* **Текст страницы**
++++
Конечно, нашему спекулятивному разуму было бы более угодно решать эти задачи самому не таким окольным путем и сохранить их как воззрения, необходимые для практического применения. Но с нашей способностью спекуляции дело обстоит не так уж хорошо. Те, кто хвастаются столь возвышенным познанием, должны не скрывать его, а представить для публичной проверки и высокой оценки. Они хотят доказать – прекрасно! Так пусть они докажут это, и тогда критика положит к ногам победителей все свое оружие. Quid statis? Nolunt. Atqui licet esse beatis[2]. – А так как они на самом деле не хотят [доказать это], по всей вероятности, потому, что не могут, то мы снова должны взяться за оружие, чтобы понятия о Боге, свободе и бессмертии, для которых спекуляция не находит достаточного доказательства их возможности, поискать в моральном применении разума и основать их на этом применении.
Только здесь и разгадывается загадка критики, как можно отрицать объективную реальность сверхчувственного применения категорий в спекуляции и тем не менее признавать за ними эту реальность по отношению к объектам чистого практического разума. Это неизбежно должно казаться непоследовательным, до тех пор пока такое практическое применение знают только по названию. Но как только на основании полного анализа последнего убеждаются, что мыслимая здесь реальность вовсе не сводится к теоретическому определению категорий и расширению познания до сверхчувственного, а этим только имеют в виду, что в практическом отношении им всегда присущ какой-то объект, так как они или a priori содержатся в необходимом определении воли, или неразрывно связаны с его предметом, – то эта непоследовательность исчезает, так как применение этих понятий не такое, в каком нуждается спекулятивный разум. Но здесь обнаруживается почти неожиданное и удовлетворяющее [нас] подтверждение последовательного образа мыслей спекулятивной критики; а именно, ввиду того, что она предметы опыта как таковые, в том числе и наш собственный субъект, признает только явлениями и тем не менее в основу их полагает вещи сами по себе, следовательно, внушает, чтобы не считали всё сверхчувственное вымыслом и понятие его – лишенным содержания, практический разум теперь сам по себе и без соглашения со спекулятивным разумом дает сверхчувственному предмету категории причинности, а именно свободе, реальность (хотя только как практическому понятию и только для практического понимания), следовательно, на деле подтверждает то, что там можно было только мыслить. И в то же время странное, хотя и бесспорное, положение спекулятивной критики, что даже мыслящий субъект для себя самого во внутреннем созерцании есть только явление, в критике практического разума находит свое столь полное подтверждение, что необходимо было бы додуматься до него, если бы даже критика чистого разума и не доказала этого положения[3].
«Если не было бы свободы, то не было бы в нас и морального закона»
++++
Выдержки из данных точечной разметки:

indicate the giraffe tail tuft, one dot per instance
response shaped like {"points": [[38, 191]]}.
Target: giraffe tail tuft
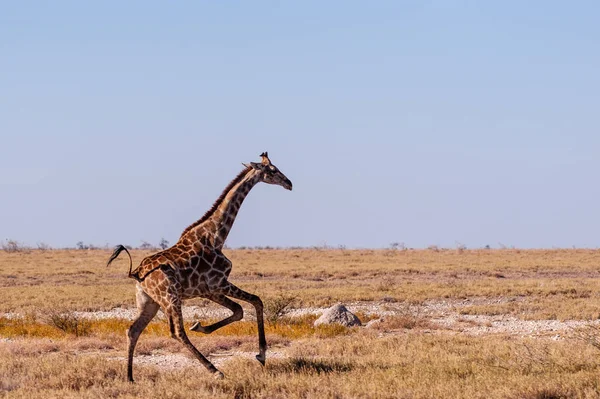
{"points": [[115, 255]]}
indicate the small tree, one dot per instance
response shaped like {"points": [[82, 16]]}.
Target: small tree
{"points": [[146, 245], [163, 244]]}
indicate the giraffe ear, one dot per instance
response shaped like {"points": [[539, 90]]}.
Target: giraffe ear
{"points": [[265, 158]]}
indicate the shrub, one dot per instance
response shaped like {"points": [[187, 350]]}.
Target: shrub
{"points": [[12, 246], [276, 307]]}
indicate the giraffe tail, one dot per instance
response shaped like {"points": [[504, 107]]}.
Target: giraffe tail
{"points": [[115, 255]]}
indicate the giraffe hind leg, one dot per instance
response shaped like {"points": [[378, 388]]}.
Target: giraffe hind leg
{"points": [[147, 310], [221, 299], [174, 312], [237, 293]]}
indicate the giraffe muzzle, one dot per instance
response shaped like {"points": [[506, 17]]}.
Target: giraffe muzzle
{"points": [[288, 184]]}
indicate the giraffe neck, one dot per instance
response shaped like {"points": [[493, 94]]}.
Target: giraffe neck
{"points": [[217, 227]]}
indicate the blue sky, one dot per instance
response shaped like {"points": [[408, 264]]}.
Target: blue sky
{"points": [[423, 122]]}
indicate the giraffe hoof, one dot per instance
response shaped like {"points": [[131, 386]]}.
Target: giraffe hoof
{"points": [[198, 328], [217, 375], [261, 358]]}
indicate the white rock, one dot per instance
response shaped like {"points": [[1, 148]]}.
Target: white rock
{"points": [[338, 314]]}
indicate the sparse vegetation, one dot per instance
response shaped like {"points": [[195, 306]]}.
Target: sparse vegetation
{"points": [[12, 246], [275, 307], [407, 354], [69, 323]]}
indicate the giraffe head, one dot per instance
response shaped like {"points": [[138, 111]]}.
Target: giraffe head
{"points": [[269, 173]]}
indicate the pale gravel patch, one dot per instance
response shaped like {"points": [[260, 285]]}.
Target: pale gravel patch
{"points": [[445, 313], [171, 361]]}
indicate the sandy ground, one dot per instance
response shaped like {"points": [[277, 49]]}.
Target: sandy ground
{"points": [[443, 315]]}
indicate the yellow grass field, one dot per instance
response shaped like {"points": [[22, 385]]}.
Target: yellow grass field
{"points": [[446, 323]]}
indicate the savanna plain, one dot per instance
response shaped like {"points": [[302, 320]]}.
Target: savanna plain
{"points": [[437, 323]]}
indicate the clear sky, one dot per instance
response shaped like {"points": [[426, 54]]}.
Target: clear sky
{"points": [[423, 122]]}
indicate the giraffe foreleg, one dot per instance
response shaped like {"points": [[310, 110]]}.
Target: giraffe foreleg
{"points": [[235, 307], [237, 293]]}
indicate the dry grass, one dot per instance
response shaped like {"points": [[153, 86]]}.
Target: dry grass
{"points": [[563, 284], [361, 365], [402, 357]]}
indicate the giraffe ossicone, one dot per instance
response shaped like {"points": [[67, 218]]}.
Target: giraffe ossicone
{"points": [[196, 267]]}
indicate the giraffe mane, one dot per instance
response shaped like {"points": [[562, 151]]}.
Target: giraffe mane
{"points": [[219, 200]]}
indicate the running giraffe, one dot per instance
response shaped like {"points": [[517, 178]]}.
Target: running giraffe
{"points": [[196, 267]]}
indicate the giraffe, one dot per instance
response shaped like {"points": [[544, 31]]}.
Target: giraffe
{"points": [[196, 267]]}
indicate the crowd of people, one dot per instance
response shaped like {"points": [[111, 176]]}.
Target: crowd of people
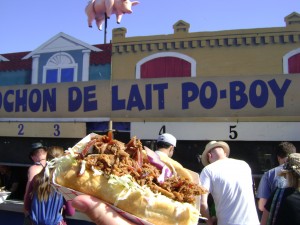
{"points": [[228, 181]]}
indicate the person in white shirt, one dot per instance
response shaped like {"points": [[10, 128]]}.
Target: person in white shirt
{"points": [[229, 181], [165, 144]]}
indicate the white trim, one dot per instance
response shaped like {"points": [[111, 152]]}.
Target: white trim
{"points": [[59, 65], [35, 69], [85, 65], [77, 45], [286, 58], [166, 54]]}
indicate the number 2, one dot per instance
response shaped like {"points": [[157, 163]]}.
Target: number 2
{"points": [[21, 129]]}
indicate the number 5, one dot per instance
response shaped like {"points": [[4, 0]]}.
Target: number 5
{"points": [[233, 133]]}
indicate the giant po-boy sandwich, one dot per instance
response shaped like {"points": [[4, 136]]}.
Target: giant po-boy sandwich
{"points": [[133, 178]]}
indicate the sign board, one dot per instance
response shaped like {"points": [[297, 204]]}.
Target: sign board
{"points": [[150, 99]]}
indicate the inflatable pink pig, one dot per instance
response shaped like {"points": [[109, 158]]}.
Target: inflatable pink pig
{"points": [[96, 9]]}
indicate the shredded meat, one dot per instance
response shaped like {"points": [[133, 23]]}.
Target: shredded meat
{"points": [[114, 157]]}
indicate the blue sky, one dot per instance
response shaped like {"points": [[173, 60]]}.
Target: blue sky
{"points": [[27, 24]]}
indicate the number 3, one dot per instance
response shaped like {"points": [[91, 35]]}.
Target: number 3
{"points": [[57, 130]]}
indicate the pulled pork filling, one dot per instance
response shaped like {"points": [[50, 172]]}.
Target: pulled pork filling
{"points": [[114, 157]]}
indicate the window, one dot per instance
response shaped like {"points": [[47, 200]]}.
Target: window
{"points": [[60, 68], [166, 64], [291, 62]]}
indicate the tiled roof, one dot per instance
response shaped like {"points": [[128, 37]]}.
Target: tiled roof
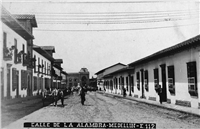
{"points": [[7, 18], [58, 61], [169, 51], [26, 16], [52, 48], [43, 52], [109, 67], [84, 70]]}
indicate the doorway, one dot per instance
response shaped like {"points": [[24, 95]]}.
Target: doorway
{"points": [[8, 81], [17, 83], [142, 81], [164, 88]]}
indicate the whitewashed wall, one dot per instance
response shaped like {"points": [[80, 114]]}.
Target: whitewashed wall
{"points": [[11, 35]]}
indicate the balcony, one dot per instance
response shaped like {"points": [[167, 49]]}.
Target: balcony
{"points": [[7, 53]]}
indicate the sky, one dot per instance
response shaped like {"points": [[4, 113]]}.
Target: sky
{"points": [[96, 34]]}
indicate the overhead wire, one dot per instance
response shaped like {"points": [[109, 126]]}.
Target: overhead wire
{"points": [[97, 2], [129, 29]]}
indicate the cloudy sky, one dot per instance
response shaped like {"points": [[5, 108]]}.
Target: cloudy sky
{"points": [[99, 33]]}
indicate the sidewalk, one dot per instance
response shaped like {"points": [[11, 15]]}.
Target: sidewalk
{"points": [[188, 110]]}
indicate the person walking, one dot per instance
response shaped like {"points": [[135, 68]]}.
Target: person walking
{"points": [[55, 96], [160, 93], [61, 96], [124, 92], [44, 96], [82, 94]]}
++++
* **Что сделать**
1. Ответьте по тексту страницы на три вопроса:
(a) Для каких понятий спекуляция, по тексту, не находит достаточного доказательства их возможности?
(b) Какой категории практический разум дает реальность, придавая ее свободе?
(c) Чего, согласно последней строке текста, не было бы в нас, если бы не было свободы?
2. Измените записи от строки с «indicate the sidewalk, one dot per instance» до конца записей включительно: замените «person walking» на «pedestrian», а все прочее оставьте как есть. Выведите только эти строки.

* **Ответы к упражнению**
1.
(a) Для понятий о Боге, свободе и бессмертии.
(b) Категории причинности.
(c) Морального закона.

2.
indicate the sidewalk, one dot per instance
response shaped like {"points": [[11, 15]]}.
Target: sidewalk
{"points": [[188, 110]]}
indicate the pedestrian, one dot per instance
response shaped like {"points": [[135, 68]]}.
Target: pedestrian
{"points": [[55, 96], [160, 93], [61, 96], [124, 92], [44, 96], [82, 94]]}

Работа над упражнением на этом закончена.